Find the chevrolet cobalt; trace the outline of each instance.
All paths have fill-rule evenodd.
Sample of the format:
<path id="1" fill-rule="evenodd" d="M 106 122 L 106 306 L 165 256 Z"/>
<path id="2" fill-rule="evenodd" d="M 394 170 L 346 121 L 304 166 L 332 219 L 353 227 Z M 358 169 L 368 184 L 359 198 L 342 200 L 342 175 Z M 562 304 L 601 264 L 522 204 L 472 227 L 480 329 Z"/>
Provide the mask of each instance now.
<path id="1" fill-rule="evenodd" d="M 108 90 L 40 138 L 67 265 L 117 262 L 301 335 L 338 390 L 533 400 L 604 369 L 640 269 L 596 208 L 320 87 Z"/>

WORK TASK: Go back to the listing above and please repeat it exactly.

EXPECTED ANSWER:
Find the chevrolet cobalt; trace the outline of each instance.
All paths have fill-rule evenodd.
Sample of the format:
<path id="1" fill-rule="evenodd" d="M 106 122 L 106 306 L 165 256 Z"/>
<path id="2" fill-rule="evenodd" d="M 394 170 L 346 121 L 304 166 L 332 219 L 353 227 Z M 358 169 L 368 184 L 359 198 L 342 200 L 342 175 Z M 562 304 L 601 264 L 522 204 L 472 227 L 480 329 Z"/>
Provide the mask of each instance now.
<path id="1" fill-rule="evenodd" d="M 108 90 L 40 138 L 67 265 L 117 262 L 301 335 L 338 390 L 533 400 L 604 369 L 640 269 L 596 208 L 320 87 Z"/>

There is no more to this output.